=== PROBLEM DESCRIPTION ===
Which lines in the records below contain the string "statue"? List every such line in full, treating uppercase and lowercase letters as different.

=== DATA TO USE ===
(begin)

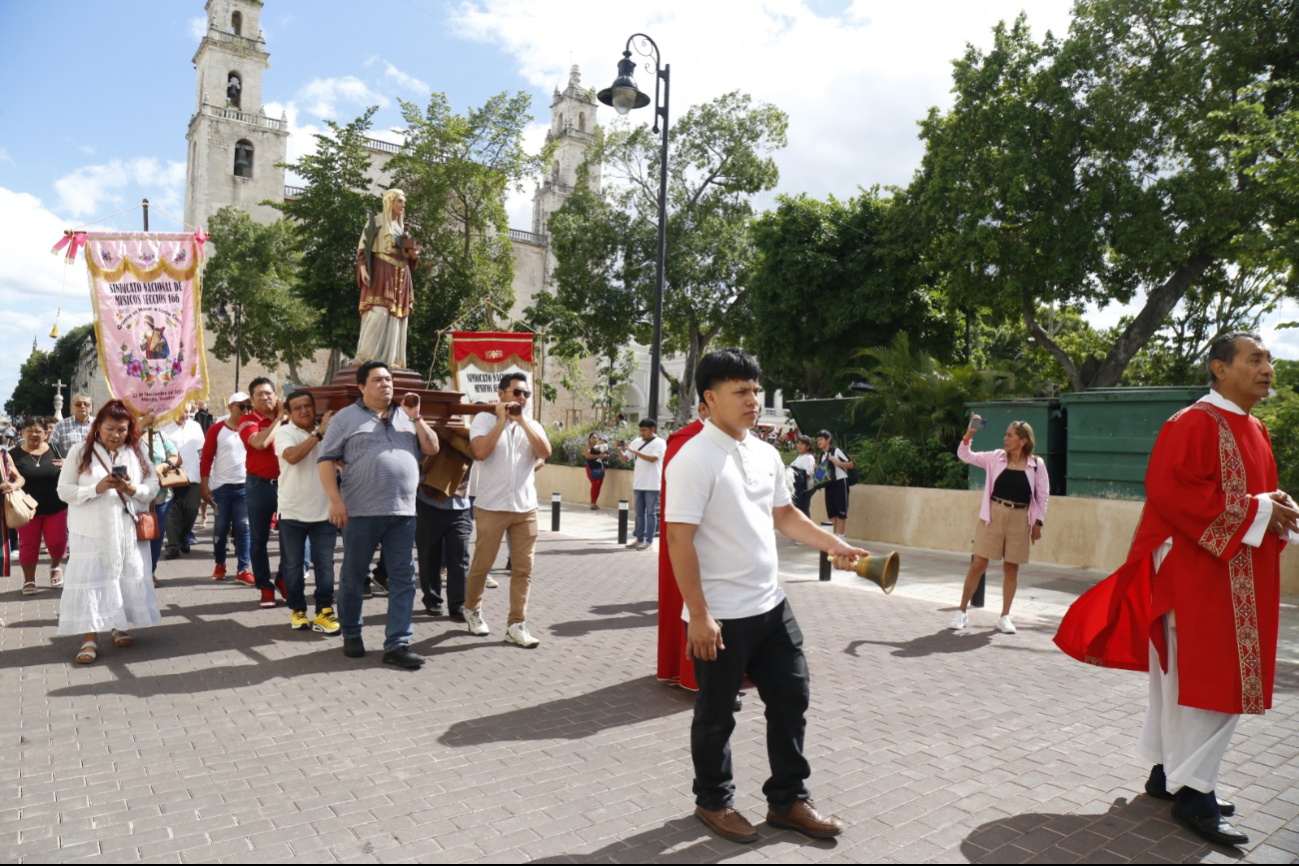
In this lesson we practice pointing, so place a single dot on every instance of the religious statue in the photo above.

(end)
(begin)

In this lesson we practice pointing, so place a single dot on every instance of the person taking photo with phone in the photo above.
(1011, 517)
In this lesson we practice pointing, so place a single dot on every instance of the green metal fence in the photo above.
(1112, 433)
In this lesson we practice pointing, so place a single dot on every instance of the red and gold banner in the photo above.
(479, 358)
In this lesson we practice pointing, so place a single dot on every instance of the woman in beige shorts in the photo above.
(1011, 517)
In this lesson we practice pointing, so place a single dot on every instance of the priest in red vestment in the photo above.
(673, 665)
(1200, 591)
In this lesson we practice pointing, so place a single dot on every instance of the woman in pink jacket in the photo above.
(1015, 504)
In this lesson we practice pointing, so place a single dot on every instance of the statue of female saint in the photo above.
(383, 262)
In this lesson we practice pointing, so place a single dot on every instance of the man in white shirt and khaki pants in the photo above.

(end)
(begin)

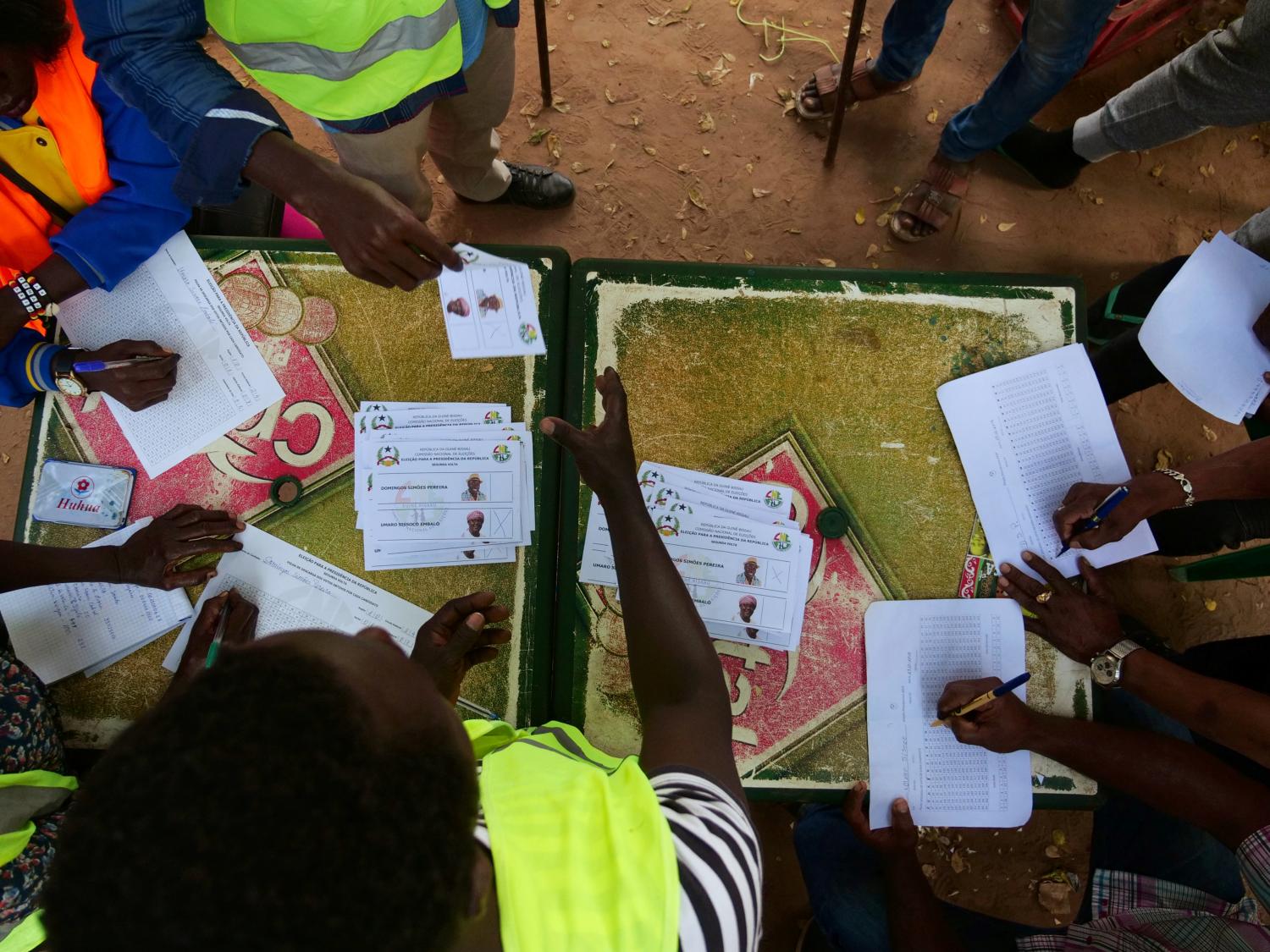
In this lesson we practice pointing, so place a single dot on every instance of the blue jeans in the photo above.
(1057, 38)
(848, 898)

(end)

=== THE RESPONSE ===
In this lesson we practice pointing, so place a single dot on every instance of the religious statue in the photo above.
In this lesson we practice pointing, so place a single dot on every instance of the statue of female saint in the photo above.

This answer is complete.